Short task:
Rewrite the records below, changing "innermost point" to "central point" and keeping everything else the same. Leave the pictures out of your answer.

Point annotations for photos

....

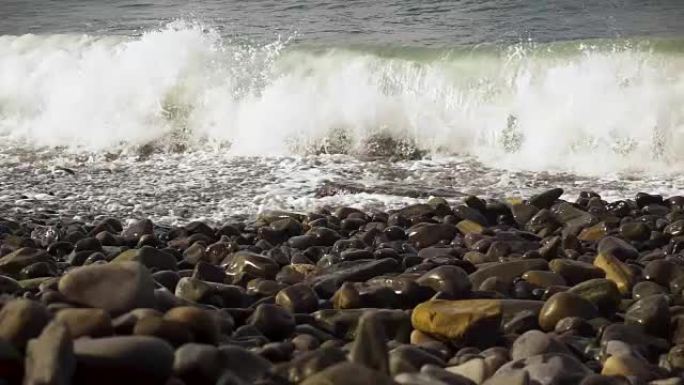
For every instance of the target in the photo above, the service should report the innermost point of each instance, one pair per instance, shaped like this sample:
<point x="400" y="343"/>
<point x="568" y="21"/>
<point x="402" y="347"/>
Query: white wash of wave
<point x="592" y="110"/>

....

Answer below:
For every instance of the target in the photo above, the service should report the central point of each instance, one pair per instance, shaped like this sample:
<point x="400" y="343"/>
<point x="568" y="21"/>
<point x="402" y="347"/>
Query: white wash of wave
<point x="592" y="110"/>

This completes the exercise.